**PASSAGE GIVEN**
** Start **

By Dave O’Connell – Follow him on Twitter @DaveOCKOP
In the day of modern technology when a player is lauded worldwide instantaneously over a simple piece of skill, I have decided to go back in time to remember one of Anfield’s greats. Elisha Scott’s world-class saves will not be found retweeted on Twitter or turned into Vines. It is only by word of mouth passed on by generation to generation of Liverpool fan that will keep the legacy of this great Northern Irishman alive. Scott was known as the ‘First King of the Kop’, known as Lish to Liverpool supporters who were also his friends. Elisha Scott still holds the title as Liverpool’s longest serving player, and it’s thought that Scott’s name was the first to be chanted from the terraces at Anfield, with ‘Leesha – Leesha’ regularly hollered by the masses.
Born in Belfast on August 24th 1893, Scott initially went to the Liverpool to have a trial with Everton where his older brother played. Luckily for Liverpool a transfer never materialised as the Everton coaching staff felt he was too small. Instead, Scott played for Liverpool over a period of 22 years (1912-1934), making 467 appearances and keeping 167 clean sheets. His first appearance for Liverpool was on New Year’s Day 1913 against Newcastle United. The same club would later make an offer of £1,000 for the rookie’s services…
Scott’s Liverpool career was interrupted during the Great War where he returned home to Belfast to play until it finished. Many fans that were lucky to see him play in the 1920s claim he was the greatest goalkeeper they’ve ever seen. Small in height for a goalkeeper, Scott was known for his agility and cat like reflexes. One reporter at the time wrote: “He has the eye of an eagle, the swift movement of a panther when flinging himself at a shot and the clutch of a vice when gripping the ball.”

** End **

**STORED ROWS**
** Start **

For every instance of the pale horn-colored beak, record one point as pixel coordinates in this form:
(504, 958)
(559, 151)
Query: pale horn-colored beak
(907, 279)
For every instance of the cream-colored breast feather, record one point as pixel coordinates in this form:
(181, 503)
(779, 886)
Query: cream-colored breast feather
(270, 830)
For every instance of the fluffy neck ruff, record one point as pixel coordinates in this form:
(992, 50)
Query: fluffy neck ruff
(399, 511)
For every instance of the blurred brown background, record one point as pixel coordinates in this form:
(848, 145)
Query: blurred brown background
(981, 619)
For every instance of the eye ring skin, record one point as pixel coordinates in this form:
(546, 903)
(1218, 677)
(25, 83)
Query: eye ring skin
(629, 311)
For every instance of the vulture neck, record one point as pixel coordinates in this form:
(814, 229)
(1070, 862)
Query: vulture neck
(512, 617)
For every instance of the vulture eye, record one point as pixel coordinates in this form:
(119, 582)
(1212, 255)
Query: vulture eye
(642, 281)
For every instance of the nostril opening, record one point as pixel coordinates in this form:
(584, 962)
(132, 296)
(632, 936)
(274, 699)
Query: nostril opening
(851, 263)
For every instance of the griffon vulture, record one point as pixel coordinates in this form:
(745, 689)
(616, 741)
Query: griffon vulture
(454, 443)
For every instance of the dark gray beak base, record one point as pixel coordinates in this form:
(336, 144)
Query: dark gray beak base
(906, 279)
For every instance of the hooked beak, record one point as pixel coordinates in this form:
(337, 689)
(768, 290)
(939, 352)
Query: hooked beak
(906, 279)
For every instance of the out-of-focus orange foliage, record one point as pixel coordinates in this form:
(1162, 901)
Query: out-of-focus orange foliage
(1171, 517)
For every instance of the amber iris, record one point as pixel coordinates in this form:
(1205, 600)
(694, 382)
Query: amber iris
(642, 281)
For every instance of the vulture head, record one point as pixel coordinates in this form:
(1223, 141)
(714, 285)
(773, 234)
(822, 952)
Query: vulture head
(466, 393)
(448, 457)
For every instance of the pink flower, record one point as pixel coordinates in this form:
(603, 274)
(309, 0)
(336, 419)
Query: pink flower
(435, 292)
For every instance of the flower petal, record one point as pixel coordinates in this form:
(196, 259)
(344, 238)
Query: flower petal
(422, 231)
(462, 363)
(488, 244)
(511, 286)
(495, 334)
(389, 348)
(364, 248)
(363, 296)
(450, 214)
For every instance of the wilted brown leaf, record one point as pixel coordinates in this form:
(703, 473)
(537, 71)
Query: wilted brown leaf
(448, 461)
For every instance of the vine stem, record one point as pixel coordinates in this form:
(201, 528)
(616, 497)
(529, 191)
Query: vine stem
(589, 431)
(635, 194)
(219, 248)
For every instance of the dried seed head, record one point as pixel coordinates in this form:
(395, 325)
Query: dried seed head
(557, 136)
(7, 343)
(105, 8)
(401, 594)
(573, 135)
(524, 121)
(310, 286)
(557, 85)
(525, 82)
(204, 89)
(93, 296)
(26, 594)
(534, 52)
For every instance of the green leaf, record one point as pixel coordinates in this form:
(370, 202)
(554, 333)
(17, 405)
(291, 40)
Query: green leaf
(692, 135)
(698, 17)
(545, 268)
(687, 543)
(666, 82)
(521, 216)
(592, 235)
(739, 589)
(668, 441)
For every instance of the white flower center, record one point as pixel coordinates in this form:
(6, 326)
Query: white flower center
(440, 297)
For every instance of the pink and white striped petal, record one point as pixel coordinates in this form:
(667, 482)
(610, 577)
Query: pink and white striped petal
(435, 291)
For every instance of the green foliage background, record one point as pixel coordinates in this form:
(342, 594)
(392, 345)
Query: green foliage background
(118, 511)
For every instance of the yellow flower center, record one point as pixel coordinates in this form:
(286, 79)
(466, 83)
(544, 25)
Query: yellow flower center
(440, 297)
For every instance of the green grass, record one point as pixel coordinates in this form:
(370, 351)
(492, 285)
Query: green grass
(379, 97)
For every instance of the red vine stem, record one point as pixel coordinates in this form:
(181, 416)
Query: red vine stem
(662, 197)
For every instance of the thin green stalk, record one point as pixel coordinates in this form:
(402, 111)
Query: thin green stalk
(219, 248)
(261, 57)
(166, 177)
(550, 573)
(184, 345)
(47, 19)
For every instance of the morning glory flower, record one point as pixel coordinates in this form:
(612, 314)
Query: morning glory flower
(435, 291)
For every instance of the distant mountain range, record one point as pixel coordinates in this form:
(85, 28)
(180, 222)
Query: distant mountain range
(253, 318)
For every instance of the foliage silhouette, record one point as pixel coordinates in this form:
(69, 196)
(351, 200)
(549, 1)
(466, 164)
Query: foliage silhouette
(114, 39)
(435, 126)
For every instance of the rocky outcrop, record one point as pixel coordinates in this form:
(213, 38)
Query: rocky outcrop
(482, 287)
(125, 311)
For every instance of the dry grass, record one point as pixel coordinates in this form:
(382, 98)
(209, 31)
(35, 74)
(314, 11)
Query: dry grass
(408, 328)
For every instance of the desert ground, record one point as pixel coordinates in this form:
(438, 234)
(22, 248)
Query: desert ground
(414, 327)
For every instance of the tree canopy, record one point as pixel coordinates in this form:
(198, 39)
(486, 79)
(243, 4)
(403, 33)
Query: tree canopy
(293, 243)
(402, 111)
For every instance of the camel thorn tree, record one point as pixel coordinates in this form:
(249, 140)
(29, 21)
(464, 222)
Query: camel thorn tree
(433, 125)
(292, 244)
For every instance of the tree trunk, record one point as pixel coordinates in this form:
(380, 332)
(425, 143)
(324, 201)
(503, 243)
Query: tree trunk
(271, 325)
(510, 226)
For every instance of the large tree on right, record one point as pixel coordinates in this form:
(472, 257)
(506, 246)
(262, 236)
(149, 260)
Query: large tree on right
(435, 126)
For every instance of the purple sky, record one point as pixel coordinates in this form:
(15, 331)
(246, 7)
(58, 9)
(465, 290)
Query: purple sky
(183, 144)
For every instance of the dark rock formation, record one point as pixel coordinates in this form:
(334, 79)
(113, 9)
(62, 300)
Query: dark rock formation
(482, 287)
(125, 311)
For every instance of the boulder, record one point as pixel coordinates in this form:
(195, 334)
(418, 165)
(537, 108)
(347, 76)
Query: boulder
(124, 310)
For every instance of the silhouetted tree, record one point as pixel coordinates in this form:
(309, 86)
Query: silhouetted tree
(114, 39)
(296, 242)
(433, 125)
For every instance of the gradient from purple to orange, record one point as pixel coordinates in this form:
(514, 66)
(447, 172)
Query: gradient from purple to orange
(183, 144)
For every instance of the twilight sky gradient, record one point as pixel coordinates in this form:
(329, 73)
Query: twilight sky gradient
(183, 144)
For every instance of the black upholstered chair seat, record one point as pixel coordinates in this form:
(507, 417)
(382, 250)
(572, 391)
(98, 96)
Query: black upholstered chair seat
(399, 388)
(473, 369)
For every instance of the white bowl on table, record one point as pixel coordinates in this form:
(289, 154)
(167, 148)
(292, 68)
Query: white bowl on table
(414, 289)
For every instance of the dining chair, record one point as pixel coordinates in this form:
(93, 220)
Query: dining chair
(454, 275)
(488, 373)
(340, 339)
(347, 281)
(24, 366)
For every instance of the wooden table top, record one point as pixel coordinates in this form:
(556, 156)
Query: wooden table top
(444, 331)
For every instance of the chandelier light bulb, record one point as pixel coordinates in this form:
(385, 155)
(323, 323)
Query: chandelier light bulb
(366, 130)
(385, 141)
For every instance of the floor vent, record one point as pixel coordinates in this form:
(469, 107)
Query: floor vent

** End **

**TASKS AND EXERCISES**
1. Convert the records, from the line containing "For every instance of the dining" through the end of the records, into a numbered list, omitting any blank lines.
2. Continue the passage on Elisha Scott from the point at which it ends.

**TASK RESULTS**
1.
1. For every instance of the dining chair, record one point as pixel coordinates in this form:
2. (93, 220)
3. Query: dining chair
4. (454, 275)
5. (488, 373)
6. (340, 339)
7. (347, 281)
8. (24, 366)
9. For every instance of the wooden table top, record one point as pixel coordinates in this form:
10. (556, 156)
11. Query: wooden table top
12. (444, 331)
13. For every instance of the chandelier light bulb, record one point as pixel coordinates in this form:
14. (385, 155)
15. (323, 323)
16. Query: chandelier light bulb
17. (366, 130)
18. (385, 141)
19. For every instance of the floor vent, record one point as pixel coordinates in this form:
20. (469, 107)
21. Query: floor vent

2.
Indeed, Scott played for Liverpool during the same period that the great Dixie Dean, his close friend off the pitch, played for arch-rivals Everton. Dean would go on to say that Scott was the greatest goalkeeper he had ever seen or played against. One of the great stories during this period relates to when, prior to the derby game, Scott received a parcel containing some aspirins. In a note to Scott, Dixie Dean wrote ‘Thought you might be needing these today!’ Another great tale tells of when Dean nodded his head in the street before a game, as if to say. “I am going to score a header tomorrow.” Scott responded by diving across the street to save the imaginary effort!
Scott was part of the team that ended a 16 year barren spell of league titles in season 1921-1922. During the two years when the club won and then retained the championship, Scott missed only three matches. On February 21st 1934, Scott made his final appearance for us against Chelsea. After the game, his emotional farewell speech from the directors’ box reduced many present in Anfield to tears. Scott returned to his native Belfast as player/manager of his former club, Belfast Celtic . Retiring in 1936 to concentrate on management, he steered the club to a magnificent 31 trophies before its departure from football in 1949. Elisha Scott died on May 16th, 1959, aged 65.
He’ll never walk alone.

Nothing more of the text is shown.